Dataset entries:

****************

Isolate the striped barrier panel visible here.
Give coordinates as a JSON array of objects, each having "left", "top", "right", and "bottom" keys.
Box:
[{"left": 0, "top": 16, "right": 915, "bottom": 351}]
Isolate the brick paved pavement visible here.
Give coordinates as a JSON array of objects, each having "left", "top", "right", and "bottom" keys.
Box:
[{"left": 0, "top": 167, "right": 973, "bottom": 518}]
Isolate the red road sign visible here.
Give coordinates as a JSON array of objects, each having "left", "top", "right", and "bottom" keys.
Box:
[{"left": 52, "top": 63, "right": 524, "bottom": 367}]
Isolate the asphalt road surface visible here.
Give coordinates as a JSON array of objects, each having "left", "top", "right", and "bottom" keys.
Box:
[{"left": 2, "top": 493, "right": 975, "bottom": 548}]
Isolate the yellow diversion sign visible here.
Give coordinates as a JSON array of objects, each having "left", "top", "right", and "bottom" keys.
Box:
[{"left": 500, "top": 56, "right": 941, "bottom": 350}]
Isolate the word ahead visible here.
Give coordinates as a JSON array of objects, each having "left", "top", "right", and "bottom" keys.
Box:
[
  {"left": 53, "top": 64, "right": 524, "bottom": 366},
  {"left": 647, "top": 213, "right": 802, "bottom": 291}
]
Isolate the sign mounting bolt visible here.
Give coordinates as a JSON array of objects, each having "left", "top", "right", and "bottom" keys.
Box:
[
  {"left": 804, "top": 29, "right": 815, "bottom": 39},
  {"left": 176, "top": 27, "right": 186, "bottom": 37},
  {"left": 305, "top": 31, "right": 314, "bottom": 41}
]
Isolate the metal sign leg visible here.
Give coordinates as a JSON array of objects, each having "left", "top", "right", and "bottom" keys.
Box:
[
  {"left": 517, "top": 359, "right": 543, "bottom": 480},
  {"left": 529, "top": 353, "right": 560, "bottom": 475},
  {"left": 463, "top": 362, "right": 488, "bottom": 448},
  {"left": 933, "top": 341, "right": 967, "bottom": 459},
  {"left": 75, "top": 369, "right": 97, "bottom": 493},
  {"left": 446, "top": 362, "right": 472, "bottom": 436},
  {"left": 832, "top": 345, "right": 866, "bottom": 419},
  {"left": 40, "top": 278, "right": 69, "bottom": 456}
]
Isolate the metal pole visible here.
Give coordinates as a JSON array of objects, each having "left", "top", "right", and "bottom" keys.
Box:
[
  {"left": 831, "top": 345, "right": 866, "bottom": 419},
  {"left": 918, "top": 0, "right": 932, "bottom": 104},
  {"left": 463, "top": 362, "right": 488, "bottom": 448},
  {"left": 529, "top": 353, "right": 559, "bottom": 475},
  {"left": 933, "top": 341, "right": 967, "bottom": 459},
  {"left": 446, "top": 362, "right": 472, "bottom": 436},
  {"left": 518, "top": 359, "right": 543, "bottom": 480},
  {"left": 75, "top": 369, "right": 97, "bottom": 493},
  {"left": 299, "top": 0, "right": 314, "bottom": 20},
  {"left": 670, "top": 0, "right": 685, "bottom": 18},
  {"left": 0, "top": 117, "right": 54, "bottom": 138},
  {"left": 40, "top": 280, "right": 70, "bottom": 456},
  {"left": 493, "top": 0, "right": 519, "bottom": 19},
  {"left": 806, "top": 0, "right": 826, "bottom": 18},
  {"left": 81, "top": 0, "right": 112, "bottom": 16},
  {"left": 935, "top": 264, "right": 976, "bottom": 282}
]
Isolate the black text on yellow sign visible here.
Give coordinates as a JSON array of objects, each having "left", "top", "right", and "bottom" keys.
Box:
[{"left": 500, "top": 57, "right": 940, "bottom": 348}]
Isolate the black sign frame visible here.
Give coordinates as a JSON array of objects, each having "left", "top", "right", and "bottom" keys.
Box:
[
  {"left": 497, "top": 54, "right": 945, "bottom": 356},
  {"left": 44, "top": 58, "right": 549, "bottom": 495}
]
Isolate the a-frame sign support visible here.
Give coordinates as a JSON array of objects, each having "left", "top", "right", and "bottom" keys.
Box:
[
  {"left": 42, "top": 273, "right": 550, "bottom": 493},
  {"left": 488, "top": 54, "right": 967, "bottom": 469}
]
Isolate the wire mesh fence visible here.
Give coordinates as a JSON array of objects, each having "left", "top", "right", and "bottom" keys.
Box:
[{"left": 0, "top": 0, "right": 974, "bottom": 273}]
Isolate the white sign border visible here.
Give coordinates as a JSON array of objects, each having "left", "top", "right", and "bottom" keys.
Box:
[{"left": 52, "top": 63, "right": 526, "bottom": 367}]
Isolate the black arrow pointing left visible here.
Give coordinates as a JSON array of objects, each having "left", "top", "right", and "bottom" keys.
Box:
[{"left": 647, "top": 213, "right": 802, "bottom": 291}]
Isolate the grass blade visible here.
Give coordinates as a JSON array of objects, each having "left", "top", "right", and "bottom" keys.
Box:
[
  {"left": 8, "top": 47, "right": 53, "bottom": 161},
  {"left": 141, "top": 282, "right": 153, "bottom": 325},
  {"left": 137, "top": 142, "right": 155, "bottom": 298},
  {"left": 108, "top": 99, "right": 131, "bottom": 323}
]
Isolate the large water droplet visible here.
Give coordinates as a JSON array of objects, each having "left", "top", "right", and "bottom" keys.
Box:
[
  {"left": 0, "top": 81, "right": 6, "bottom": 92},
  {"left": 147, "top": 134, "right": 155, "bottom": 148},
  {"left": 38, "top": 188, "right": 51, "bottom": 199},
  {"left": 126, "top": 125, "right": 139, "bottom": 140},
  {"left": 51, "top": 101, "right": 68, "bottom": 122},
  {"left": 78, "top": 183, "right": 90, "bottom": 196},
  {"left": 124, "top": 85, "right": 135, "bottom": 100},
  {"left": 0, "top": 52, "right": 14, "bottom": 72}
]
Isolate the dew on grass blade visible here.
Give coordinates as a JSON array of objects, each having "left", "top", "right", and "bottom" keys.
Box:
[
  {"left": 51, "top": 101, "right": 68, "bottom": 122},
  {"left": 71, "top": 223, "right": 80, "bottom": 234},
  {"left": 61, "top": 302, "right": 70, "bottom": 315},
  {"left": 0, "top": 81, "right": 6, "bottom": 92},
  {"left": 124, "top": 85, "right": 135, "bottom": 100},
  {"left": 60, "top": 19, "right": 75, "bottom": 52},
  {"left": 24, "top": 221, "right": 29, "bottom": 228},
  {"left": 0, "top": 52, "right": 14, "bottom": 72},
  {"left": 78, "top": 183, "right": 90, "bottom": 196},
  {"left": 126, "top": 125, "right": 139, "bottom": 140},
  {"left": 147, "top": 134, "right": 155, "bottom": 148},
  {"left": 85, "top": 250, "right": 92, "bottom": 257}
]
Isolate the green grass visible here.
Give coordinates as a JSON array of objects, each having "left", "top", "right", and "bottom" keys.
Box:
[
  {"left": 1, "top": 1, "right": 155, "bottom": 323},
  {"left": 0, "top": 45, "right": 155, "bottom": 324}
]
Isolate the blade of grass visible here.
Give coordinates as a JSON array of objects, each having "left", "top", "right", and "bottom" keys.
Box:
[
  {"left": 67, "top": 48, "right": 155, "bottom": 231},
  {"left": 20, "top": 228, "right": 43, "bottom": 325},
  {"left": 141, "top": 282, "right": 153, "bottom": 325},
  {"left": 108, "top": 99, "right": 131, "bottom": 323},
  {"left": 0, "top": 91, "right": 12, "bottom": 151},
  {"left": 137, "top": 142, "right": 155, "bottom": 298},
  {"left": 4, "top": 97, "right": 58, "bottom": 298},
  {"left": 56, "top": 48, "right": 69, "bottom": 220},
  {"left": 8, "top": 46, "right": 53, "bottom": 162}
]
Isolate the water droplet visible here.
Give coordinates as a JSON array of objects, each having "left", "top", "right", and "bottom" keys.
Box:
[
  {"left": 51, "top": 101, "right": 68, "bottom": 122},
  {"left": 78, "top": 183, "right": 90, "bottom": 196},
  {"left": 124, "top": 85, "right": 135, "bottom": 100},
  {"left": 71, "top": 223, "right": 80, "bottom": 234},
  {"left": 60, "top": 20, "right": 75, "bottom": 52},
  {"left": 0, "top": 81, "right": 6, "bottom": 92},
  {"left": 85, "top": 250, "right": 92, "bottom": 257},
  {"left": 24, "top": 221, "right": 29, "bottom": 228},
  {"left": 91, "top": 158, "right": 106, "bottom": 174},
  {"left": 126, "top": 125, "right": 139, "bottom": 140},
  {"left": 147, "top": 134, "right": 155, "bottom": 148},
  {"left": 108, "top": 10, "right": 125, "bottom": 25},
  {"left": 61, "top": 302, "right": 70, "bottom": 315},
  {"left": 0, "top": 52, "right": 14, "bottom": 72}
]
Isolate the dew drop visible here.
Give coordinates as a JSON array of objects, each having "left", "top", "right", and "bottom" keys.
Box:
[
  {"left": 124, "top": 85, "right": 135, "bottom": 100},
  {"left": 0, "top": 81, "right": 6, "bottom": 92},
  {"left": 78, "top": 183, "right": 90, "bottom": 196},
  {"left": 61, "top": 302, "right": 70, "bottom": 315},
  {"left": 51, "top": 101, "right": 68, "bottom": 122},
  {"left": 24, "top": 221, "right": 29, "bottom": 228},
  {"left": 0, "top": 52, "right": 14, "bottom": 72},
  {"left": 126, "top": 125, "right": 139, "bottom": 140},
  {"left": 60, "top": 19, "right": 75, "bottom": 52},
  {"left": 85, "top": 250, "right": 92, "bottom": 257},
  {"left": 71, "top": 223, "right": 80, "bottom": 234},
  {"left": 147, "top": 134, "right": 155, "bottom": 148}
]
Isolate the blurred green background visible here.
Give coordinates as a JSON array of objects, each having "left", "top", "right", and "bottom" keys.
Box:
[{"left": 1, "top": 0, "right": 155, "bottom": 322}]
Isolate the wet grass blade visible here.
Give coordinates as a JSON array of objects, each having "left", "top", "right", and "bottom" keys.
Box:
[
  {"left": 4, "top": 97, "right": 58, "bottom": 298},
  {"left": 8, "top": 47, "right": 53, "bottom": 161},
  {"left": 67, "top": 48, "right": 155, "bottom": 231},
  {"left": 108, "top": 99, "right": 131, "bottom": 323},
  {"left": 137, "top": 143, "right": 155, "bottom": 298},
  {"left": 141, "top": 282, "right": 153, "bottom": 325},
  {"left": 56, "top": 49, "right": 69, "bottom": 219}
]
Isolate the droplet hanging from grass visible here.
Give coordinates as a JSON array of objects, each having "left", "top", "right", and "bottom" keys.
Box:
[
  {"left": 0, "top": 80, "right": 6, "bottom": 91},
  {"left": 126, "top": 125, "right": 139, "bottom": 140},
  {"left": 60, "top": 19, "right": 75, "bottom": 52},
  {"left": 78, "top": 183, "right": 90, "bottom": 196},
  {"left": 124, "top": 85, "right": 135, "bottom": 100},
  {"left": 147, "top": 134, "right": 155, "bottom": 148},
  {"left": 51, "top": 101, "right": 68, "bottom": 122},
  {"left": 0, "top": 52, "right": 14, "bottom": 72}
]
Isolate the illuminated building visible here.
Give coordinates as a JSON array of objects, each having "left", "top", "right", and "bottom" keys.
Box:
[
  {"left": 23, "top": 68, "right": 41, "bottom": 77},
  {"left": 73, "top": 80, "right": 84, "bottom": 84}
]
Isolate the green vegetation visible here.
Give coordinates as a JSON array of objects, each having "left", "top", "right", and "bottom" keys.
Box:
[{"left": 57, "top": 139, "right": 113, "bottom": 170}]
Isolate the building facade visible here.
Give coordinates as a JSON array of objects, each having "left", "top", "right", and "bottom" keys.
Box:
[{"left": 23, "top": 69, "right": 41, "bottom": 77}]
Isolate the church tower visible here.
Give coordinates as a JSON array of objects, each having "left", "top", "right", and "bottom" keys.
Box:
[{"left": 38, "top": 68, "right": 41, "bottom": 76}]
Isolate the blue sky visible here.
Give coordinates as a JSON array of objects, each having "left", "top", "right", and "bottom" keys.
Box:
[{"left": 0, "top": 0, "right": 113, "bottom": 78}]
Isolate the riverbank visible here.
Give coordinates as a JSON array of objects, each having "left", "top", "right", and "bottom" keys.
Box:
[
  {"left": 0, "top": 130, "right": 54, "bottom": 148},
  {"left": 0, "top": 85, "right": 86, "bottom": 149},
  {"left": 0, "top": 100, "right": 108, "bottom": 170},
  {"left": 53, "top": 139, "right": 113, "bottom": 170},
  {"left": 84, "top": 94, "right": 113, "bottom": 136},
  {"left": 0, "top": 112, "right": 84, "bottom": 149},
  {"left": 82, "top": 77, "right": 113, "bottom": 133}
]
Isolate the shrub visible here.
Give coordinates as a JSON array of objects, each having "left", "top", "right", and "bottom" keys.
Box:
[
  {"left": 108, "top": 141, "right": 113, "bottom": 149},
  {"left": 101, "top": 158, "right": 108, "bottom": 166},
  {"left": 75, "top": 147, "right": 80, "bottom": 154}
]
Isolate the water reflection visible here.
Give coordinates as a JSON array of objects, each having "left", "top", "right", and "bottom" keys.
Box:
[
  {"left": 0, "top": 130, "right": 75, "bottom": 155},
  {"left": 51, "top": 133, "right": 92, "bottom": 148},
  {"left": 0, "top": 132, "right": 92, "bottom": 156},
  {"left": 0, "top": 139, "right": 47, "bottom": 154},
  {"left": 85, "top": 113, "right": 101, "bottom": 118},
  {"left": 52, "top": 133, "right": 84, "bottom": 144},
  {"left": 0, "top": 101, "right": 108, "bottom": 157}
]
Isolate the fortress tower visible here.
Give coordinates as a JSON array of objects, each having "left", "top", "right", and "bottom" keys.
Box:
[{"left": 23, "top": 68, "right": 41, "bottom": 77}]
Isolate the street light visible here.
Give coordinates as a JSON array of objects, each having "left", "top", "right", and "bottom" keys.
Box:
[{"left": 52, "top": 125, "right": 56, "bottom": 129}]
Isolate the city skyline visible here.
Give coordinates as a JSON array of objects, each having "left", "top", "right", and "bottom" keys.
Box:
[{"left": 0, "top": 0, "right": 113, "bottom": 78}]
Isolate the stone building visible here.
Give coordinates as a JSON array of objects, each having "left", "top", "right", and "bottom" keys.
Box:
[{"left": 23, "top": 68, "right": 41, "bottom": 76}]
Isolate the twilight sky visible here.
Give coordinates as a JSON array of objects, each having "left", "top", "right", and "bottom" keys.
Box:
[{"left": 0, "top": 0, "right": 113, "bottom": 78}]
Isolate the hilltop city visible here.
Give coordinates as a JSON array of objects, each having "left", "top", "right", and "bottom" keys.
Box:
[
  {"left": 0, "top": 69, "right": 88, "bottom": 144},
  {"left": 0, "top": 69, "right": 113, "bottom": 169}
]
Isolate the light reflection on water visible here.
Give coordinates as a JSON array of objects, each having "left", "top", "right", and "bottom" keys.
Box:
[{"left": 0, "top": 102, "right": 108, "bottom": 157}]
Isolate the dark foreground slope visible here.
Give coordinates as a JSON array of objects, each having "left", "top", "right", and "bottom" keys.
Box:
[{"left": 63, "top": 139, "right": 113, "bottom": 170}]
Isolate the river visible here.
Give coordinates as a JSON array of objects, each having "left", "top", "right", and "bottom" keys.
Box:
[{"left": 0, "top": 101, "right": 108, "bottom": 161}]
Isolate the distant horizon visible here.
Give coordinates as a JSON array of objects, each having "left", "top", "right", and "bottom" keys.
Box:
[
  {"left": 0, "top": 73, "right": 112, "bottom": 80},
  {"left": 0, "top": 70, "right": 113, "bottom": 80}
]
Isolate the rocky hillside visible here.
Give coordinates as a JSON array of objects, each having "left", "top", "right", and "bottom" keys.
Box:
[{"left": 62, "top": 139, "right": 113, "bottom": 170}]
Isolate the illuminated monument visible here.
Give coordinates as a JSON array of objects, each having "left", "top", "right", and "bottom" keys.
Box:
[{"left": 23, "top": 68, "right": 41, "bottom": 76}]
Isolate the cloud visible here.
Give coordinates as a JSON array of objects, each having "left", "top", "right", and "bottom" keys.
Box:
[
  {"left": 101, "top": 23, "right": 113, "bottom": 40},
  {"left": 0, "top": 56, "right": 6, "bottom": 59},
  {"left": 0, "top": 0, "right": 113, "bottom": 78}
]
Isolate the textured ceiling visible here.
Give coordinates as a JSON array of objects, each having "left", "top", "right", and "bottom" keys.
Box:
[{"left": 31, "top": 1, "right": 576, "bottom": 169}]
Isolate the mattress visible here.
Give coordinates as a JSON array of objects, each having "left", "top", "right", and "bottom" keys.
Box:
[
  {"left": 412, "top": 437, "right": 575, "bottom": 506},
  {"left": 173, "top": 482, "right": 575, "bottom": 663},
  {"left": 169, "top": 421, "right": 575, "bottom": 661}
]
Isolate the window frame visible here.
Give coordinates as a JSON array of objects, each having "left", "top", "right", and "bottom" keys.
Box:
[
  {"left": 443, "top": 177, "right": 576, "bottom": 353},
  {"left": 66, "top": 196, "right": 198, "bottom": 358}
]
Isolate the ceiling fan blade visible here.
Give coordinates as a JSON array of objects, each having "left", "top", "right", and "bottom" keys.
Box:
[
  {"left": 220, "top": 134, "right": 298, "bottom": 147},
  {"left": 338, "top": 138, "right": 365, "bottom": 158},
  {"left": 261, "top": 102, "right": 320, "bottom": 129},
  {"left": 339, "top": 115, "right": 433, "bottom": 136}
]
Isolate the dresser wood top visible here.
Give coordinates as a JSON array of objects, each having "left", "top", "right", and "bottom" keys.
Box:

****************

→ **Work request**
The answer is the records above restated word for word from their opening line through the line that holds "Isolate the yellow", both included, and nothing else.

→ **Task solution**
Isolate the striped barrier panel visible here.
Give coordinates as a JSON array of objects, each having "left", "top", "right", and "bottom" keys.
Box:
[{"left": 0, "top": 16, "right": 915, "bottom": 351}]
Isolate the brick paved pavement visible here.
Give coordinates as a JSON array of objects, each having "left", "top", "right", and "bottom" keys.
Box:
[{"left": 0, "top": 167, "right": 973, "bottom": 518}]
Isolate the red road sign visible here.
Give coordinates as a JSON array of objects, each having "left", "top", "right", and "bottom" keys.
Box:
[{"left": 52, "top": 63, "right": 524, "bottom": 367}]
Isolate the asphalt road surface visible here.
Give coordinates as a JSON array of objects, each having "left", "top", "right", and "bottom" keys.
Box:
[{"left": 2, "top": 493, "right": 975, "bottom": 548}]
Isolate the yellow diversion sign visible here.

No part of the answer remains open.